*Data for this exercise*:
▼
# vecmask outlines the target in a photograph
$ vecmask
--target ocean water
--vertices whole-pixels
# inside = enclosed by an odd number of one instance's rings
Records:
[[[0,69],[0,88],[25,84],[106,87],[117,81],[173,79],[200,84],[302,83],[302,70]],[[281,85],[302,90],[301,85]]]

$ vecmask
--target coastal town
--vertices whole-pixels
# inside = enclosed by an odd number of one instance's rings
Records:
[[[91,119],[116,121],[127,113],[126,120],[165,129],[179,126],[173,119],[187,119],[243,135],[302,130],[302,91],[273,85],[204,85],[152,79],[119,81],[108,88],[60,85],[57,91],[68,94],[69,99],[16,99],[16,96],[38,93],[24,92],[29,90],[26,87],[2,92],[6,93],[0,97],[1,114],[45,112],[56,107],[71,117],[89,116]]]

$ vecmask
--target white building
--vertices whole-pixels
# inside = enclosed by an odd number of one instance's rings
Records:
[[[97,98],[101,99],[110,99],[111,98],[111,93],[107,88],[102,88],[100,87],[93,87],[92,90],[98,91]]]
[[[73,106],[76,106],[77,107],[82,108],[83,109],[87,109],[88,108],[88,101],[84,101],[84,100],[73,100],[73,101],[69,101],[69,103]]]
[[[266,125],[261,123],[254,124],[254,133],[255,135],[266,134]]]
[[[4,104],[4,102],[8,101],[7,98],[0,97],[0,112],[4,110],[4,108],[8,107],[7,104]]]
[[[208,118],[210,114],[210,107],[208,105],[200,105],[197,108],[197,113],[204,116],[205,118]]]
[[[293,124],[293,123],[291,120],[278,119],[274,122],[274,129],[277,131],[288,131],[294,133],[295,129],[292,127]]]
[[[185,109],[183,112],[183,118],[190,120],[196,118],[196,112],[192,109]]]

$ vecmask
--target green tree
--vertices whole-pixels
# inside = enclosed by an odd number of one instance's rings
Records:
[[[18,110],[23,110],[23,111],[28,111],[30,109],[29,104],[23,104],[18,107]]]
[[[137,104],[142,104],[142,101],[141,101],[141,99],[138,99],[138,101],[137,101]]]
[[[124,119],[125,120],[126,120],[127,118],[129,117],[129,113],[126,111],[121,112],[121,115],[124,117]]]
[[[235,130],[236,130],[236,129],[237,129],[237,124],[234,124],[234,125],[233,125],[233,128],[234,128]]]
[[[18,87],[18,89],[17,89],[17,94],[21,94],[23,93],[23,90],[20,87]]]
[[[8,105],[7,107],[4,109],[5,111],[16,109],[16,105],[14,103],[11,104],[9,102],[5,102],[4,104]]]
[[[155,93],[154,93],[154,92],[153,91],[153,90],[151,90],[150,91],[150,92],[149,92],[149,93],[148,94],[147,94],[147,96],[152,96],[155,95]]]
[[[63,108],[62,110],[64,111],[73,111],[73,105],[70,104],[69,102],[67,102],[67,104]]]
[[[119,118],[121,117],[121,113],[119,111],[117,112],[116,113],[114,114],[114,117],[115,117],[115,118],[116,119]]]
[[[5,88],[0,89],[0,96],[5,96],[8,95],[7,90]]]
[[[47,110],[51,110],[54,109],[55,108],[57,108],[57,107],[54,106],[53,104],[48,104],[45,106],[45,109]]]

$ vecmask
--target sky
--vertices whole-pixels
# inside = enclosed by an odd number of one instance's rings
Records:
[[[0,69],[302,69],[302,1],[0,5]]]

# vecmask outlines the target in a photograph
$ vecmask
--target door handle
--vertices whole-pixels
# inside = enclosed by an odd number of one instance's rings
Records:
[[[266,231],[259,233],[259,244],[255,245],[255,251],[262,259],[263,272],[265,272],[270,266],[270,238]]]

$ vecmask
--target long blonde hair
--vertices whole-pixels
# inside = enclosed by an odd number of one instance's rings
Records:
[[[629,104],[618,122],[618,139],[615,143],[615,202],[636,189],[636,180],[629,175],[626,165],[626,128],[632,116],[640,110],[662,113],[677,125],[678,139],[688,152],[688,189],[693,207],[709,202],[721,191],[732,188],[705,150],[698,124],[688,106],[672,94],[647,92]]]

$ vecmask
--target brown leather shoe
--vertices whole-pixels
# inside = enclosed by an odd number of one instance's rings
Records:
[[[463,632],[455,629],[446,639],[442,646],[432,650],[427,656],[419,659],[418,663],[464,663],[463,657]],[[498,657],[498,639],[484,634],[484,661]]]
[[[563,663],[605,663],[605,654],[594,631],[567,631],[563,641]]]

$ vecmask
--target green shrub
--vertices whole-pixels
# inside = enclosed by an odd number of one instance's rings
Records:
▲
From the listing above, extract every line that contains the string "target". The match is case-sensitive.

# vecmask outlines the target in a photograph
--target ocean water
--target coastal town
--target white building
--target green tree
--target sky
# vecmask outlines the target in a photograph
--target door handle
--target long blonde hair
--target brown leather shoe
--target green shrub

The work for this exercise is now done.